## To be done
Copy out the lines below word for word, leaving out the pictures.

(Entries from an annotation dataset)
++++++++++++++++++++
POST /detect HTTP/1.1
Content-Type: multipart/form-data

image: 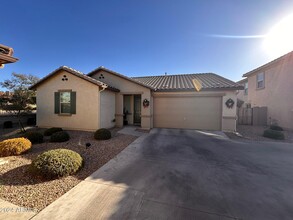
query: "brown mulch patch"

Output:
[0,129,137,211]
++++++++++++++++++++
## Result below
POST /detect HTTP/1.1
Content-Type: multipart/form-data

image: 
query: "brown mulch patch"

Output:
[0,129,137,211]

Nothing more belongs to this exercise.